Work to complete
Revise the lines below by replacing "noun phrase" with "short description" and leaving everything else unchanged.

--- Start ---

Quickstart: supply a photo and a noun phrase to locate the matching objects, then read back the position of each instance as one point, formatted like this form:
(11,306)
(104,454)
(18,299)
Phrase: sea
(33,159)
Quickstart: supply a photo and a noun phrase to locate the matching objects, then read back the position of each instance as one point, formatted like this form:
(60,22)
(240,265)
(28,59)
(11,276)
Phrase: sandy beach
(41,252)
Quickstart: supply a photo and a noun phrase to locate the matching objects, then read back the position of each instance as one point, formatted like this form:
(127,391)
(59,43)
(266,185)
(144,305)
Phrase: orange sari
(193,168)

--- End ---

Correct response
Quickstart: supply a photo and a short description to locate the matching objects, then read back the position of each instance as one point, formatted like this form:
(11,306)
(104,454)
(18,299)
Phrase: sea
(33,159)
Quickstart: supply a photo and a short description to locate the matching objects, then read back the position of each instance as one point, formatted like this form:
(60,22)
(240,265)
(28,59)
(11,276)
Phrase: sandy beach
(41,252)
Quickstart: supply a photo and a short description to locate the matching objects, then read back the position of each instance as one point, formatted like this form:
(127,391)
(59,43)
(266,185)
(144,305)
Phrase: orange sari
(193,168)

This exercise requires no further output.